__What is needed__:
An exact copy of every entry below is needed.

*** Opening of Supplied information ***

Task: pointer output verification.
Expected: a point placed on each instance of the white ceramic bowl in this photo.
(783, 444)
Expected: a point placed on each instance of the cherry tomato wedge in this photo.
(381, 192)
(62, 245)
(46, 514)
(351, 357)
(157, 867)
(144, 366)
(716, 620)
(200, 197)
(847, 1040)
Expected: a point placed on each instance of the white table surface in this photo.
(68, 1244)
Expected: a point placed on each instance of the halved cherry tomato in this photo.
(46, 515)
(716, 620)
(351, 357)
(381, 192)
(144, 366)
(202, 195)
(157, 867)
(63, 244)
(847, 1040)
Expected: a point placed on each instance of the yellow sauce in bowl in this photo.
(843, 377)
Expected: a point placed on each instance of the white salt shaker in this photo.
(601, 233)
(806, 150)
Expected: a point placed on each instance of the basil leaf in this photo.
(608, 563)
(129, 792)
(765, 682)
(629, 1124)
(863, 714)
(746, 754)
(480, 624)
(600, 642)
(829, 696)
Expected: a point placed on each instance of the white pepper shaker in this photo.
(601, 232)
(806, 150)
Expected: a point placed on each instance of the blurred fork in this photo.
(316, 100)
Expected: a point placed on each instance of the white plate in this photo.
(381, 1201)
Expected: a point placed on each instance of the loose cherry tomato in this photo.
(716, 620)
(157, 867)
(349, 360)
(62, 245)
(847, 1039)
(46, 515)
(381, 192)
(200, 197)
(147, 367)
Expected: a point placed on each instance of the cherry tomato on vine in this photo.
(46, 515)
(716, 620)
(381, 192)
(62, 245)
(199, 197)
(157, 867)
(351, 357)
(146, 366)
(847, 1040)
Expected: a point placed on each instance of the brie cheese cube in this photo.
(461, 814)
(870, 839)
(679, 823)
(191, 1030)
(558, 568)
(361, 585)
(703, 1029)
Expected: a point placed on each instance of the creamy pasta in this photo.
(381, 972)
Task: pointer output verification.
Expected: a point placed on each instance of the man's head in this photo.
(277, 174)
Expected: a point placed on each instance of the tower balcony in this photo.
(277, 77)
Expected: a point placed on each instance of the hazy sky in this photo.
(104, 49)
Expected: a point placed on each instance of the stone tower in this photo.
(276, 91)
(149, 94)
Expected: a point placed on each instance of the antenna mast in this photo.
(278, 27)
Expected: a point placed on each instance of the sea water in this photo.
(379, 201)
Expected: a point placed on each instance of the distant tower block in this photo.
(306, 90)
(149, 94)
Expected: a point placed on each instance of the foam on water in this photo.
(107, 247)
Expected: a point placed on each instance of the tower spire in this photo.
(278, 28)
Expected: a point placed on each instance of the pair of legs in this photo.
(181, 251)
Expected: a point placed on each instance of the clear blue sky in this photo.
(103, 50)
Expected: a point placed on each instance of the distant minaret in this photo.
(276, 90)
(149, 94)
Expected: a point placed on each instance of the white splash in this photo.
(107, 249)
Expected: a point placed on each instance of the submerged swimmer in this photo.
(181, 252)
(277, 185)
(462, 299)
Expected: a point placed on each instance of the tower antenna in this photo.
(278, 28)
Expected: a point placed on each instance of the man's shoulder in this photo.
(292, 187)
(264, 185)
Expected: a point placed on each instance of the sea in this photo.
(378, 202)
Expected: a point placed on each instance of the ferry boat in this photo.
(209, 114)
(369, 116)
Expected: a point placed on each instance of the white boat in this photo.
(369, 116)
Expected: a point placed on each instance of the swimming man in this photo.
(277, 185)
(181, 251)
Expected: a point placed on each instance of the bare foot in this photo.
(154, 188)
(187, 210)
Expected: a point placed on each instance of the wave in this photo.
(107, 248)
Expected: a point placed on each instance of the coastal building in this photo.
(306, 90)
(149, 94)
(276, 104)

*** Close of Supplied information ***

__Task answer__:
Task: pointer output verification.
Expected: a point placed on each instance of the white ceramic bowl in this photo.
(783, 444)
Expected: a point placed on each instance of the cherry tomato wedge in this photo.
(381, 192)
(62, 245)
(46, 514)
(351, 357)
(157, 867)
(144, 366)
(716, 620)
(200, 197)
(847, 1040)
Expected: a point placed on each instance of the white table surface in this photo.
(68, 1244)
Expected: a point placed on each instance of the halved cherry tomato in this photo.
(46, 515)
(716, 620)
(351, 357)
(381, 192)
(144, 366)
(202, 195)
(157, 867)
(63, 244)
(847, 1040)
Expected: a point placed on each instance of the yellow sauce in bowl in this photo.
(843, 377)
Expected: a point placed on each instance of the white salt shaker in this photo.
(601, 233)
(806, 150)
Expected: a point placed on each instance of the basil leaf in this photo.
(608, 563)
(129, 792)
(765, 682)
(629, 1124)
(863, 714)
(746, 754)
(480, 624)
(600, 642)
(829, 696)
Expected: a point placed on each instance of the white pepper shaker in this photo.
(601, 232)
(806, 150)
Expected: a point placed on each instance of the blurred fork in this photo.
(316, 100)
Expected: a point placed on each instance of the white plate in this photo.
(381, 1201)
Expected: a point placed on each instance of the loose cherry tomato in this photo.
(716, 620)
(157, 867)
(349, 360)
(62, 245)
(847, 1039)
(46, 515)
(381, 192)
(200, 197)
(147, 367)
Expected: a point placed on each instance of the cherry tomato on vine in this photo.
(46, 515)
(716, 620)
(381, 192)
(62, 245)
(199, 197)
(157, 867)
(351, 357)
(146, 366)
(847, 1040)
Expected: a point placed on each instance of the brie cheese cube in this photo.
(461, 814)
(870, 839)
(679, 823)
(191, 1030)
(558, 568)
(361, 585)
(703, 1029)
Expected: a point placed on each instance of the creamy pasta in this photo.
(381, 972)
Task: pointer output verification.
Expected: a point placed on each instance of the man's head in this photo.
(277, 174)
Expected: a point placed on each instance of the tower balcony in this photo.
(277, 77)
Expected: a point placed on each instance of the hazy sky in this photo.
(104, 49)
Expected: a point placed on each instance of the stone tower in this photo.
(276, 91)
(149, 94)
Expected: a point placed on each instance of the antenna mast in this photo.
(278, 27)
Expected: a point placed on each instance of the sea water in this photo.
(379, 201)
Expected: a point placed on each instance of the distant tower block in this photo.
(306, 90)
(149, 94)
Expected: a point placed on each instance of the foam on water in this photo.
(107, 247)
Expected: a point placed on each instance of the tower spire in this photo.
(278, 28)
Expected: a point placed on each instance of the pair of legs in this photo.
(181, 251)
Expected: a point placed on each instance of the clear blue sky in this photo.
(103, 50)
Expected: a point placed on each instance of the distant minaret in this photo.
(276, 90)
(149, 94)
Expected: a point placed on each instance of the white splash in this photo.
(107, 249)
Expected: a point placed on each instance of the submerged swimmer in this photo.
(181, 252)
(277, 185)
(462, 299)
Expected: a point placed on each instance of the tower antenna in this photo.
(278, 28)
Expected: a point placed on each instance of the man's shoulder in this photo.
(292, 187)
(264, 185)
Expected: a point placed on each instance of the sea in this photo.
(378, 202)
Expected: a point placed on each instance of the ferry boat in this photo.
(209, 114)
(369, 116)
Expected: a point placed on each instance of the white boat in this photo.
(369, 116)
Expected: a point placed on each instance of the swimming man in this photo.
(277, 185)
(181, 251)
Expected: a point placed on each instance of the bare foot in this photo.
(154, 188)
(187, 210)
Expected: a point placed on each instance of the wave in this photo.
(107, 248)
Expected: a point placed on each instance of the coastal building in this photo.
(306, 90)
(149, 94)
(276, 104)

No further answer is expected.